[PROBLEM A] Translate this sentence from the text on quantization into German: "Overload distortions are a consequence of exceeding the minimum/maximum amplitude of the quantizer."

[QUOTED TEXT]

This jupyter notebook is part of a collection of notebooks on various topics of Digital Signal Processing. Please direct questions and suggestions to Sascha.Spors@uni-rostock.de.
As illustrated in the preceding section, quantization results in two different types of distortions. Overload distortions are a consequence of exceeding the minimum/maximum amplitude of the quantizer. Granular distortions are a consequence of the quantization process when no clipping occurs. Various measures are used to quantify the distortions of a quantizer. We limit ourselves to the signal-to-noise ratio as commonly used measure.
A quantizer can be evaluated by its signal-to-noise ratio (SNR), which is defined as the power of the continuous amplitude signal $x[k]$ divided by the power of the quantization error $e[k]$. Under the assumption that both signals are drawn from a zero-mean wide-sense stationary (WSS) process, the average SNR is given as
\begin{equation} SNR = 10 \cdot \log_{10} \left( \frac{\sigma_x^2}{\sigma_e^2} \right) \quad \text{ in dB} \end{equation}where $\sigma_x^2$ and $\sigma_e^2$ denote the variances of the signals $x[k]$ and $e[k]$, respectively. The SNR quantifies the average impact of the distortions introduced by quantization. The statistical properties of the signal $x[k]$ and the quantization error $e[k]$ are required in order to evaluate the SNR of a quantizer. First, a statistical model for the quantization error is introduced.
In order to derive the statistical properties of the quantization error, the probability density functions (PDFs) of the quantized signal $x_\text{Q}[k]$ and the error $e[k]$, as well as its bivariate PDFs have to be derived. The underlying calculus is quite tedious due to the nonlinear nature of quantization. Please refer to [Widrow] for a detailed treatment. The resulting model is summarized in the following. We focus on the non-clipping case $x_\text{min} \leq x[k] < x_\text{max}$ first, hence on granular distortions. Here the quantization error is in general bounded $|e[k]| < \frac{Q}{2}$.

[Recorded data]
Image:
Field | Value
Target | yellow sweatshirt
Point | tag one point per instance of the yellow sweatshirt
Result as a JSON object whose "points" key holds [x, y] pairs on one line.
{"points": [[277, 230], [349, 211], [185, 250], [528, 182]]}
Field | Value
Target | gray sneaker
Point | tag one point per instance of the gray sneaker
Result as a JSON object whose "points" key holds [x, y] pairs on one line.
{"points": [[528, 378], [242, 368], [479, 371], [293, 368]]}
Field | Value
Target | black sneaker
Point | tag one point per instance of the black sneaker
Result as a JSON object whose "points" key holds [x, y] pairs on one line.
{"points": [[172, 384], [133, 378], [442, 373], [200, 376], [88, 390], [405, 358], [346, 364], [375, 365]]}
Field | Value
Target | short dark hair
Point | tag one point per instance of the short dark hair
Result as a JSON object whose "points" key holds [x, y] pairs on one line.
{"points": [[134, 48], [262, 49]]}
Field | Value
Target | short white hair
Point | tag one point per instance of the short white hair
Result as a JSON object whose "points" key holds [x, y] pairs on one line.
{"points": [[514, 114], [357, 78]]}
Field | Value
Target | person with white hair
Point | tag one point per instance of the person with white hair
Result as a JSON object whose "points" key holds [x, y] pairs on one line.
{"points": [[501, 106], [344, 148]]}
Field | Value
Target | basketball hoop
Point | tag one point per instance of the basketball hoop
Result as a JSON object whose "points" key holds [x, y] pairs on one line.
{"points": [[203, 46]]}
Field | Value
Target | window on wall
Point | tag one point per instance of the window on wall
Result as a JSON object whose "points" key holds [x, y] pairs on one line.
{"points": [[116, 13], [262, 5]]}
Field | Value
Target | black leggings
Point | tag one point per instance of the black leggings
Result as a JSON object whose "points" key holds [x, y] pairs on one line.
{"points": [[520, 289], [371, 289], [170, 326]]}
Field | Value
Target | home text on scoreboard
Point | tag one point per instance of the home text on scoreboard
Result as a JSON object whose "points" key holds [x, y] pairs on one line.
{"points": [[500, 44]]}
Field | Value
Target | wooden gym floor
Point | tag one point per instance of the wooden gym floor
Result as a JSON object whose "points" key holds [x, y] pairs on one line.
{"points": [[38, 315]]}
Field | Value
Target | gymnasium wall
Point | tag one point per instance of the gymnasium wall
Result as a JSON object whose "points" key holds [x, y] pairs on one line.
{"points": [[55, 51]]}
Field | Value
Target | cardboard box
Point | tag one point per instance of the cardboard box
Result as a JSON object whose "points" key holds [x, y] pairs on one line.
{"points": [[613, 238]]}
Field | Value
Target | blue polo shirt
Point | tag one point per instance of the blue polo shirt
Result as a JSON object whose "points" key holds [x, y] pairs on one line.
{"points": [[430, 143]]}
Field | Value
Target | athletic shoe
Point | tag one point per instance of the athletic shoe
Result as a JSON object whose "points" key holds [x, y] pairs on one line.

[PROBLEM B] Collect each line of the listing above that contains the word "hoop".

[RIGHT ANSWER A] Übersteuerungsverzerrungen sind eine Folge der Überschreitung der minimalen/maximalen Amplitude des Quantisierers.

[RIGHT ANSWER B]
Target | basketball hoop
Point | tag one point per instance of the basketball hoop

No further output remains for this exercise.